#### [TEXTO DE APOIO]
Face ao até então referido, o ora subscritor presidiu a duas audiências (uma das quais ainda não se encontra terminada, estando em falta, apenas, a produção de alegações finais, mas, em qualquer dos casos, é expectável que a Sentença seja proferida em momento anterior à que ocorrerá nestes autos), em que já ouviu as versões dos intervenientes (são as mesmas, ainda que em posições ou qualidades não totalmente coincidentes) sobre o recorte histórico objecto dos vários processos.
Mais, no Proc. n.º 312/23...., o objecto dos autos, incidente, além do mais, em pedidos de indemnização (responsabilidade civil extracontratual) que pressupõe um juízo de culpabilidade (em circunstâncias similares ao que acontece no âmbito penal) das acções imputadas aos Réus (incluindo o aqui arguido) que eventualmente vierem a resultar da factualidade que vier a ser dada como provada (que actualmente não se encontra assente, mas que toda a prova tendente a tal se encontra produzida).
Poderá, assim, estar em causa a imparcialidade que se pretende no âmbito do processo penal para que o julgador parta, ab initio, sem qualquer preconceito ou ideia pré-concebida, que crê o ora subscritor, face ao circunstancialismo descrito, não caber a si ajuizar (numa espécie, naturalmente, de filtragem inicial), por poder, inconscientemente, estar toldado (por falta de equidistância) na sua isenta apreciação.
Destarte e pese embora nenhum dos demais sujeitos processuais (mormente, aqueles que também intervieram nos processos cíveis) ter suscitado o incidente de recusa, considera- se que é de colocar aos Venerandos Juízes Desembargadores do Tribunal da Relação de Guimarães a apreciação do supra exposto, num prisma de pedido de escusa do ora subscritor artigos 43.º, n.ºs 1, 2 e 4, e 45.º, n.º 1, alínea a), do Código de Processo Penal.
Nestes termos, solicita-se que V.ªs Excelências, Venerandos Juízes Desembargadores do Tribunal da Relação de Guimarães, apreciem o então exposto, que se considera integrar uma situação de escusa, nos termos e para os efeitos do artigo 43.º, n.ºs 1, 2 e 4, do Código de Processo Penal, e, fazendo uso do vosso reconhecido mais elevado e superior critério, decidam se é a mesma de conceder, o que se requer.»

2. - O Ex.mo Procurador-Geral Adjunto emitiu parecer no sentido de ser deferido o pedido de escusa.

3. - Colhidos os vistos e realizada a conferência, cumpre apreciar e decidir, a tal nada obstando.

#### [TAREFAS A REALIZAR]
- A) No texto sobre o pedido de escusa, em que sentido emitiu parecer o Procurador-Geral Adjunto?
- B) Retome o texto sobre o pedido de escusa a partir do ponto em que termina.
As entradas que se seguem provêm de outra fonte, alheia ao texto sobre o pedido de escusa.

#### [ENTRADAS DE DADOS]

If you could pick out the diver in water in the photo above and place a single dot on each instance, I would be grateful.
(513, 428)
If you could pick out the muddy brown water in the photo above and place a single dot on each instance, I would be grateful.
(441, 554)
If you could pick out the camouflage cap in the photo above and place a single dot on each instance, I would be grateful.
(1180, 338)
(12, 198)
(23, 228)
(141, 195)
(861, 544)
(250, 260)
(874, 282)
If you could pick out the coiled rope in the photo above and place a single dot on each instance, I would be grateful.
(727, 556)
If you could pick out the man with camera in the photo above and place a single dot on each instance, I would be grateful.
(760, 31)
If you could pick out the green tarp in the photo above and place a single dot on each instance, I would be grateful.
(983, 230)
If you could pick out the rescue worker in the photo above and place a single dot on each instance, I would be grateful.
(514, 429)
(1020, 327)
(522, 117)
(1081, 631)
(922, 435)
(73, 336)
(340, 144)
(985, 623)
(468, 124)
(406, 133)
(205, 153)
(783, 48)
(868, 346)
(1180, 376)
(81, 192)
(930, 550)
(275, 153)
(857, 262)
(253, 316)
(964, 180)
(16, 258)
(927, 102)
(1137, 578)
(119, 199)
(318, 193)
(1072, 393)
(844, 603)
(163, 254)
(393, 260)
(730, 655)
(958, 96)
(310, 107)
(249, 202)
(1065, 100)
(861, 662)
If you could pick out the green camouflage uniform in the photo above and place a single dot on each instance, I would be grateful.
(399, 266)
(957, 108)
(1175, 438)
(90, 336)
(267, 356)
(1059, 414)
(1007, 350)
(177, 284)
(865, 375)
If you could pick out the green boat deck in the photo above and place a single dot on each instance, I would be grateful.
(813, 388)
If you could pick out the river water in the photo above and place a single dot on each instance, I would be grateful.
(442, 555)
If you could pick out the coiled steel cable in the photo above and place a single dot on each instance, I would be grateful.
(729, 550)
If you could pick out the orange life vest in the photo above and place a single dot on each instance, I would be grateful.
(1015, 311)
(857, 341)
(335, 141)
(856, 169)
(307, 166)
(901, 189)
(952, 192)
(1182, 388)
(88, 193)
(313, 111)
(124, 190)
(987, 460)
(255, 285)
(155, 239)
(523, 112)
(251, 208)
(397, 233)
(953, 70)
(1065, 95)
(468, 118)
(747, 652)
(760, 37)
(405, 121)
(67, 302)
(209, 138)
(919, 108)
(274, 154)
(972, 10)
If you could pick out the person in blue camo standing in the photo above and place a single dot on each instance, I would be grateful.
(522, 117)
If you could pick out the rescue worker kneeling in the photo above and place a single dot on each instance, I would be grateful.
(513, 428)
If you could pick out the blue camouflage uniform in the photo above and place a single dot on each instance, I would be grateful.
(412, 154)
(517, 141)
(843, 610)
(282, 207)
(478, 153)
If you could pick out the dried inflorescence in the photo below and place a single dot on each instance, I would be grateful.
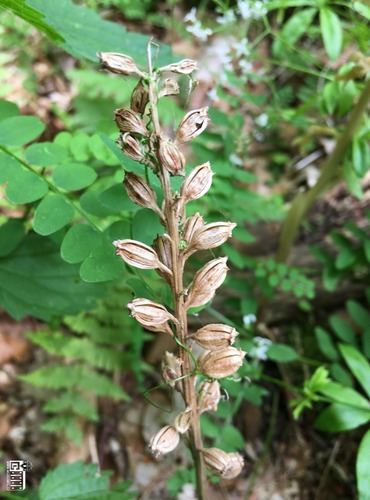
(141, 139)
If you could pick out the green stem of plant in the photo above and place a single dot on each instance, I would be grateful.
(303, 201)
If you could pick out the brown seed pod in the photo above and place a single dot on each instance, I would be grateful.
(209, 395)
(165, 441)
(141, 193)
(139, 255)
(221, 364)
(119, 63)
(215, 337)
(192, 125)
(220, 463)
(171, 158)
(149, 313)
(139, 98)
(129, 121)
(206, 281)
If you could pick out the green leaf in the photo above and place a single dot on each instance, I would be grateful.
(73, 176)
(338, 418)
(34, 280)
(44, 154)
(7, 108)
(79, 242)
(25, 187)
(326, 344)
(19, 130)
(358, 364)
(281, 353)
(53, 213)
(363, 468)
(331, 30)
(69, 481)
(11, 234)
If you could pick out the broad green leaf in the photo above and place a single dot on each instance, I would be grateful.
(19, 130)
(34, 280)
(25, 187)
(30, 15)
(73, 176)
(74, 480)
(345, 395)
(44, 154)
(363, 468)
(338, 418)
(326, 344)
(85, 33)
(295, 27)
(102, 264)
(11, 234)
(358, 364)
(53, 213)
(331, 30)
(79, 242)
(7, 108)
(281, 353)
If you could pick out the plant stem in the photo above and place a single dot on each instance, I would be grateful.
(172, 225)
(303, 201)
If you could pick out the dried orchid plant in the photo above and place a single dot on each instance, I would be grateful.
(142, 139)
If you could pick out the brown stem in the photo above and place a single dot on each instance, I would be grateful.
(177, 287)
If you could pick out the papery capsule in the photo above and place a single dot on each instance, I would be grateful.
(149, 313)
(119, 63)
(215, 336)
(220, 463)
(211, 236)
(171, 370)
(139, 255)
(170, 87)
(184, 67)
(129, 121)
(164, 441)
(192, 125)
(206, 281)
(131, 147)
(182, 421)
(197, 183)
(139, 98)
(141, 193)
(209, 395)
(171, 158)
(221, 364)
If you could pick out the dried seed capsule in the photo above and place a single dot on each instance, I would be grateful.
(215, 337)
(206, 281)
(149, 313)
(119, 63)
(182, 421)
(209, 396)
(197, 183)
(129, 121)
(139, 98)
(170, 158)
(139, 255)
(221, 364)
(170, 87)
(131, 147)
(220, 463)
(192, 125)
(171, 370)
(141, 193)
(210, 236)
(164, 441)
(184, 67)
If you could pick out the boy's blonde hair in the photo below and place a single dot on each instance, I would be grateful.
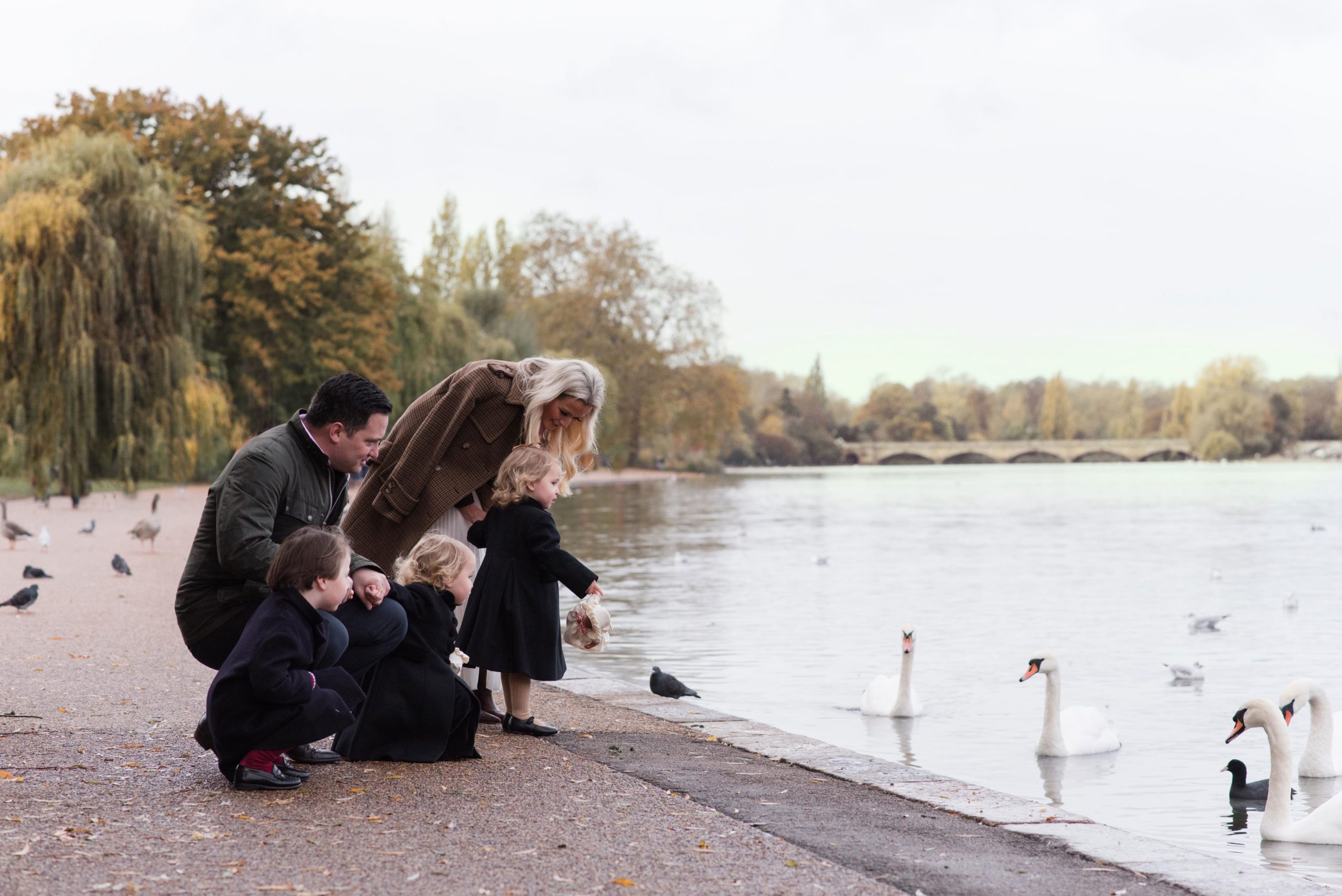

#### [RESULTADOS OBTIDOS]
- A) No sentido de ser deferido o pedido de escusa.

- B)
*
II. – FUNDAMENTAÇÃO

1. - Emergem da prova documental e da consulta eletrónica do processo de que foi extraída a certidão que deu origem ao presente incidente de escusa as seguintes as incidências processuais relevantes para a apreciação e decisão do mesmo:

1.1- Na Ação de Processo Comum n.º 260/21.... que correu os seus termos no Juízo de Competência Genérica de ... figuravam, na qualidade de Autores, FF, GG, DD e CC e, na qualidade de Réus, EE, HH e AA, os quais chegaram ao acordo infra transcrito, que foi devidamente homologado por sentença, em 19/04/2022, condenando e absolvendo o Tribunal as partes nos seus precisos termos (cf. artigos 283.º, n.º 2, 284.º, 289.º, n.º 1 a contrario e 290.º do Código de Processo Civil):
«ACORDO:
1- Os réus reconhecem que os autores são plenos proprietários, em comum e na proporção de metade para os 1ºs autores e metade para os 2ºs autores, da água captada no subsolo do prédio ..., atrás referido no artº 2 e conduzida em tubo plástico até aos seus prédios urbanos referidos no artº 20º;
2 - Os autores declaram para todos os efeitos, que os tubos que conduzem as águas da nascente referidas no número anterior, para os seus prédios urbanos referidos no artigo 20 da petição inicial não atravessam qualquer prédio da titularidade dos réus, pelo que não está constituída qualquer servidão de aqueduto, em que seja serviente o prédio dos réus.
3 - Fica constituída servidão de passagem momentânea, para acesso dos autores, ao túnel de onde provêm as águas da nascente, apenas e só, para obras de manutenção e conservação dos tubos e da caixa existentes no interior do túnel, sendo que esse acesso se processa a partir do caminho existente, situado a nível superior junto à zona rochosa existente no limite de tal prédio.
Para o seu exercício, os autores comunicarão a qualquer um dos réus, por qualquer meio escrito (sms ou outro), com antecedência mínima de 24 horas.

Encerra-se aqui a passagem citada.